■ WORK REQUEST 1 ■
According to the review of Squirm below, what event brings the flesh-eating worms to the surface?
■ WORK REQUEST 2 ■
Resume the review of Squirm below, picking up right after its final sentence.

■ READING PASSAGE ■
--------------------

The Mist is available for streaming rental.

Monday, October 29, 2018

31 Days of Dread--Day 29


Squirm; 1976; written and directed by Jeff Lieberman

There are so many ways this low-budget horror flick justifies its title. 

First there's the run-down location and settings of Port Wentworth, Georgia, a place so backwoods it makes Petticoat Junction look cosmopolitan. Then there are the slightly awkward performances and southern accents (real or put-on) that are thicker than blackstrap molasses. And let's not forget the sight of all those worms, real worms most of the time, with writhing legs, shot in excruciating close-ups and threatening to overrun it all.

One of several "natural horror" films released by American Internal Pictures during the 1970s (along with Frogs, Food of the Gods and Empire of the Ants) Squirm takes place after an especially strong thunderstorm has downed several power lines, sending hordes of flesh-eating worms to the surface.

--------------------

■ ENTRIES SHOWN ■
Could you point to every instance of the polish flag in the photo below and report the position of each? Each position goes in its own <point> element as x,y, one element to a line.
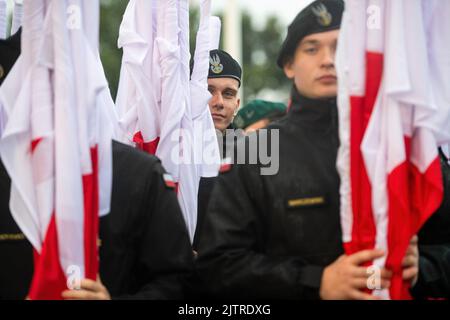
<point>57,144</point>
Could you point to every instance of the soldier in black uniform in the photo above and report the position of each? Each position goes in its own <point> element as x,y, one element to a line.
<point>278,236</point>
<point>9,52</point>
<point>434,246</point>
<point>145,251</point>
<point>224,81</point>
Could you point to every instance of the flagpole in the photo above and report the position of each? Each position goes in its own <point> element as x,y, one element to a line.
<point>233,32</point>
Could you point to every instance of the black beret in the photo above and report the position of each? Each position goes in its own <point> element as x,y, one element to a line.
<point>222,65</point>
<point>9,52</point>
<point>319,16</point>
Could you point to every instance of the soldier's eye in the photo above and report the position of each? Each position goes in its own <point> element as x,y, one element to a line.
<point>311,50</point>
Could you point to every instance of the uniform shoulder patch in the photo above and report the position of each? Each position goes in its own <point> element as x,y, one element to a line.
<point>169,181</point>
<point>225,166</point>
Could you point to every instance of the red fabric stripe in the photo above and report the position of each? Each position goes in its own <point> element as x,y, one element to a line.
<point>91,217</point>
<point>49,280</point>
<point>413,198</point>
<point>364,229</point>
<point>149,147</point>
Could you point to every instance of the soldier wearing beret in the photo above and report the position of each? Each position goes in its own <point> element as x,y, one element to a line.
<point>224,82</point>
<point>278,236</point>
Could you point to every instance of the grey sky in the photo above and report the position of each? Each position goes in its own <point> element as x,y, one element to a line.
<point>285,9</point>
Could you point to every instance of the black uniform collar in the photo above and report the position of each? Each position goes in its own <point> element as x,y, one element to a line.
<point>320,114</point>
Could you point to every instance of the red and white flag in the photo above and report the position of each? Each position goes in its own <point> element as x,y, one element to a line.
<point>57,143</point>
<point>388,104</point>
<point>162,110</point>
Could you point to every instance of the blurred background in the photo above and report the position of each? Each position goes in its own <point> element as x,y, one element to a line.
<point>252,31</point>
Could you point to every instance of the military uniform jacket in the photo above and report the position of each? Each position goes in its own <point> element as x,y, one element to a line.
<point>144,249</point>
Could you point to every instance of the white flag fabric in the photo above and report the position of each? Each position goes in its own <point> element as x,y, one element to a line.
<point>17,16</point>
<point>389,101</point>
<point>138,96</point>
<point>162,110</point>
<point>57,141</point>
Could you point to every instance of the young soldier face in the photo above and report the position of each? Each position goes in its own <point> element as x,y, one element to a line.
<point>312,67</point>
<point>224,102</point>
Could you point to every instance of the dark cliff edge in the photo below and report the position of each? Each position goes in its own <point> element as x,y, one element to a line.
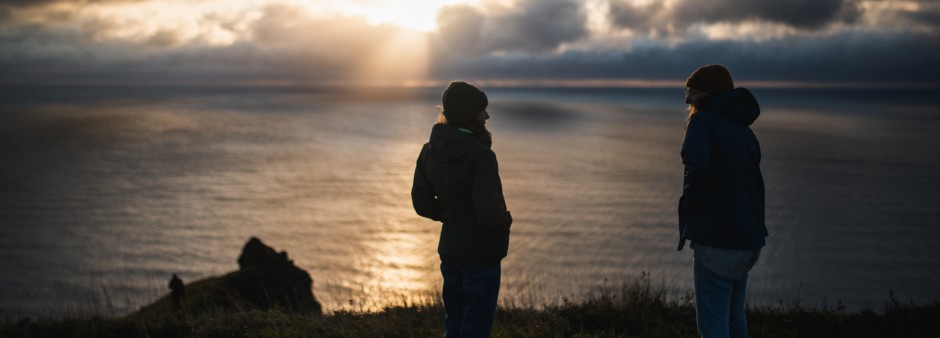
<point>266,279</point>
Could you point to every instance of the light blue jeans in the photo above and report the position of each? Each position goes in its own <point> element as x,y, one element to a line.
<point>470,294</point>
<point>719,304</point>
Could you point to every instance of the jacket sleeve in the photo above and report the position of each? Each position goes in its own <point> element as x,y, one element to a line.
<point>488,195</point>
<point>697,151</point>
<point>422,195</point>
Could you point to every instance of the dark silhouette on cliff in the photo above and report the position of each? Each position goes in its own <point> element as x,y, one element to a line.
<point>266,279</point>
<point>178,290</point>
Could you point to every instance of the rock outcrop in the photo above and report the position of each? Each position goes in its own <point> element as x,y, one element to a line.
<point>269,279</point>
<point>266,279</point>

--------------------

■ TASK RESULT 1 ■
An especially strong thunderstorm that downed several power lines.

■ TASK RESULT 2 ■
It takes a guy from the big city, played by Don Scardino, to realize something's wrong. From the start, his round geek glasses--along with that famous order of an egg cream--mark him as an outsider, and he's subjected to small-town hostility from almost everyone he meets. You have to wonder which is the bigger threat: the worms or a gang of locals organizing a posse to kick his ass all the way back to New York City. 

Compared to contemporary pacing, Squirm takes some time getting up to speed. But once it reaches take-off velocity it's pretty much relentless, presenting one grisly scene after another. Worms pop up everywhere, spilling out of windows and air vents, and even filling up entire rooms. Past the halfway point, once they've already made a couple appearances, you half expect them to show up just about everywhere, which only adds to the skin-crawling effect.

All the film's low-budget markers--grainy cinematography, a cheesy synth score and an even cheesier "love theme" that plays over the end credits, the clunky script with its casual view of sexism and physical abuse--make the end result seem uncomfortably real, more raw than something we should be watching. Combine that with some early but effective makeup work from Rick Baker (who would go on to win an Oscar for An American Werewolf in London just five years later) and you've got something that should trigger anyone's vermiphobia. 

Squirm is available on Amazon Prime and streaming rental.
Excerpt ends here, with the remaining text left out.